• Task set
A – Edit the backyard workout passage from "Okay, I could" to "in, darn it!", replacing "heavy bag" with "punching bag".
B – Answer these questions using the backyard workout passage:
(i) How much money did the writer offer the teenager at the 24 Hour Fitness front desk?
(ii) How many pounds does Kate weigh?
(iii) What was Kate bouncing on while the writer did core work?
C – Write the next part of the backyard workout passage, starting after its final sentence.

So coming up against a locked gym door when I've got a workout planned provokes a response in me that's a bit like what Raymond Babbit does when he has to miss an episode of Wapner.

On a few such occasions, I've actually gone to another gym and shelled out up to 20 bucks for my hour-long workout. Weirdly, some gyms don't want you paying a day fee more than once, and will actually turn you away. I once BEGGED some teenage front-desk jockey to allow me the privilege of paying him 15 bucks to use the 24 Hour Fitness facility he was jealously guarding...and he refused. Unbelievable.

On this particular day, though, I wasn't up for that. I was short on time, as well, so I had to come up with a good way to get a resistance-training workout in.

Okay, I could have gone running or biking; I could have pounded on the 70-pound heavy bag that's hanging proudly in my garage; I could have gone to the local park and scared the bejesus out of the 5-year olds by running obstacle races through their plastic play-gym (which I sometimes do at 6 AM when no one else is there. It's way fun, by the way). But I'm fitness OCD, remember? I had a weight workout scheduled, and I was going to get one in, darn it!

So I summoned Kate, my 40-pound living, breathing resistance-exercise device to help me out with a little Kid-Tastic training in our backyard. In exchange, I promised she could shoot me with the garden hose, and, after taking a moment to tally the cost-to-benefit ratio of my proposal, she agreed.

First, I cranked out some dynamic stretching, just to get the blood pumping. Then I did some core work, a few planks, a few situps (darned if I can't stop doing that exercise despite all the cries of "unfunctional!" and "dangerous!"). Kate, meanwhile, was happily bouncing on our mini-trampoline (this is the one kind of workout where your Resistance Device needs to warm up as well). Anyway, all her bouncing around gave me an idea. Power exercises should precede sheer strength movements, as we all know, right?

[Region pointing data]

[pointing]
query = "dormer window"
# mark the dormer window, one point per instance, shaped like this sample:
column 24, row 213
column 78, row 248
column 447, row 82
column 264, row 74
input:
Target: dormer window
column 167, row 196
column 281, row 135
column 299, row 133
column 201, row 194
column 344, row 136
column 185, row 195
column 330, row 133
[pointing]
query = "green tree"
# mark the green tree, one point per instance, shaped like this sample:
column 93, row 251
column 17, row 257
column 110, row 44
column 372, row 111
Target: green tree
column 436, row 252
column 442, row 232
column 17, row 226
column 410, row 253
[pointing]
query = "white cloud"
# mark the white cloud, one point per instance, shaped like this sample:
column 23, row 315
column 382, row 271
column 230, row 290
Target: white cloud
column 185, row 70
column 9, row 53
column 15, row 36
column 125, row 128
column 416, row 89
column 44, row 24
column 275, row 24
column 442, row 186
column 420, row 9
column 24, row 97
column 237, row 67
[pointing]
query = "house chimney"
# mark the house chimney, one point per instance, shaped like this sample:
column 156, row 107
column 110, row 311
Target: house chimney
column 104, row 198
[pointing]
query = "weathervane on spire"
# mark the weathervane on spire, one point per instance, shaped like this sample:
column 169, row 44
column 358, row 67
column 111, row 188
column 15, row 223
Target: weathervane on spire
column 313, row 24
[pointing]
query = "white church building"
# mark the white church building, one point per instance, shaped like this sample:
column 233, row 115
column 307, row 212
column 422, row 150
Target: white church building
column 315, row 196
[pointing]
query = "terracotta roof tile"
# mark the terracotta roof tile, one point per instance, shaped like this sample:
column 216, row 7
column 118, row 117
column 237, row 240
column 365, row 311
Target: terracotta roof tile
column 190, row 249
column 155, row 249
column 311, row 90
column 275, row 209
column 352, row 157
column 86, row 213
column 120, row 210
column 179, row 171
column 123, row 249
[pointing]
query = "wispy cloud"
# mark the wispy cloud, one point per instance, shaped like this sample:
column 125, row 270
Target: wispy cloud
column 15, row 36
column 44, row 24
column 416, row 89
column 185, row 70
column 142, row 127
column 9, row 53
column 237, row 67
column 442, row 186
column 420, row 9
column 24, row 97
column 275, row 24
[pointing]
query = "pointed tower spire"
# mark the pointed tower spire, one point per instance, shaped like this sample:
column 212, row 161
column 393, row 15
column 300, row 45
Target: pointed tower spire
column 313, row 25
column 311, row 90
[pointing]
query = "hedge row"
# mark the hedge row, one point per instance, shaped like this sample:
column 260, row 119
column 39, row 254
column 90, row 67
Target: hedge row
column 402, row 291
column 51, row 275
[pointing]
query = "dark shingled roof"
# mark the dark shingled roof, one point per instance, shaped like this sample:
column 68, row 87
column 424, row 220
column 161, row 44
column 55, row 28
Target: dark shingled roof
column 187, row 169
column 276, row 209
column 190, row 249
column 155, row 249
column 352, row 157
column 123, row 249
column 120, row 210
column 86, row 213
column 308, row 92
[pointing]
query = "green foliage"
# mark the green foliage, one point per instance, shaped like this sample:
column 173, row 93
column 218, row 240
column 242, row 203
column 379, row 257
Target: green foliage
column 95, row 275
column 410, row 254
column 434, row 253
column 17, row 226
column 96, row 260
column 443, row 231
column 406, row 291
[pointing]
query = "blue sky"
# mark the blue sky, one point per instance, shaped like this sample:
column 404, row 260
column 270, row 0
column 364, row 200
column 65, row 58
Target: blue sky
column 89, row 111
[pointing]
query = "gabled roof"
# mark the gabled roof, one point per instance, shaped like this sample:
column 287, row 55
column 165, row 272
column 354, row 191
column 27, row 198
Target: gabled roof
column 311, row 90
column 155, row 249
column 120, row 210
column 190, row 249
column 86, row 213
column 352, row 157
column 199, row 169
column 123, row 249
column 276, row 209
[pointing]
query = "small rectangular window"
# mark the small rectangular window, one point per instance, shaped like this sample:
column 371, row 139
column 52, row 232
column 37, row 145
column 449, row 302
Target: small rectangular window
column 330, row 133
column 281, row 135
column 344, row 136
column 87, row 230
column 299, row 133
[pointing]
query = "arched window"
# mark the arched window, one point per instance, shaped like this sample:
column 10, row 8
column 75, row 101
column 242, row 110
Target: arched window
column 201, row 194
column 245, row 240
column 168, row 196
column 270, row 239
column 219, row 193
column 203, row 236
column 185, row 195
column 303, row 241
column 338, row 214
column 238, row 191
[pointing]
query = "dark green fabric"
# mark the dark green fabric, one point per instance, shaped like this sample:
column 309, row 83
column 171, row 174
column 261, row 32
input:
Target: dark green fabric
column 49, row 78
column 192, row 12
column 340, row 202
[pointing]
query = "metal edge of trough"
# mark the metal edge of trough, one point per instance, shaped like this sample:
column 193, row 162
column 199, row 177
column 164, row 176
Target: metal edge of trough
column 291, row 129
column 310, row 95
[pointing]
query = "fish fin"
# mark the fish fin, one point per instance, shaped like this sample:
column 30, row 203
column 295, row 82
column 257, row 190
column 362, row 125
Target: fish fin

• Numbered answers
A –
Okay, I could have gone running or biking; I could have pounded on the 70-pound punching bag that's hanging proudly in my garage; I could have gone to the local park and scared the bejesus out of the 5-year olds by running obstacle races through their plastic play-gym (which I sometimes do at 6 AM when no one else is there. It's way fun, by the way). But I'm fitness OCD, remember? I had a weight workout scheduled, and I was going to get one in, darn it!

B –
(i) 15 bucks
(ii) 40 pounds
(iii) A mini-trampoline

C –
So I grabbed her and did three sets of Overhead Kid Tosses. This is your basic kid-chucking movement, you know, the kind your uncle used to do when he saw you at the airport for the first time in six months: stoop down, grab the kid under the arms, stand and throw him or her as high as you can; catch them, and then lower them to the ground under control. Repeat for reps. Giggling, squirming, and screaming just make the exercise all the more functional. Dropping of the weight is highly discouraged, especially if you're on shaky ground with your spouse in the first place for enlisting your child's help in this sketchy endeavor.

I did three sets of ten, got a good sweat going, and, though my wife looked worried, Kate had a VERY good time.

I then pulled our old baby-carrier--good for up to sixty pounds--and strapped Kate to my chest. I got a good hold on a sturdy branch on a backyard tree and cranked out three sets of eight of Mixed-Grip Kid-Resisted Chinups. The squiggling mass strapped to my chest made the movement even more challenging, and rather more fun, than the 45-pound plates that usually serve the same function.

Rounding off my upper-body workout were Kid-Resisted Pushups: Kate perched on my back while I cranked out three sets of pushups. This was the most challenging movement for Kate, because it required her to balance on my back. At the conclusion of each set, she'd roll off and I'd do as many as I could using only my body weight. At this point, Kate realized that she could serve a secondary function as 'abusive drill sergeant,' much like Yoda in THE EMPIRE STRIKES BACK, and began encouraging and sometimes berating me as I pushed away.

"Come on, Dad, what are you, weak?"

That was it for the day, and I was spent. Kate, to my surprise, wasn't: she wanted more, and getting to hose me off after the workout was a poor substitute for more Fun Laughing At Daddy.

Sometimes I see groups of Moms doing quarter-lunges in the park while holding onto the push-handles of their baby-strollers; they'll stop every three reps or so to coo over their babies; then they'll do a few quarter-squats and maybe quarter-pushups on their knees, and head home, convinced they've had a good workout.

I wish I could teach those classes, but since I'd probably get sued, this is most likely as close as I'll get.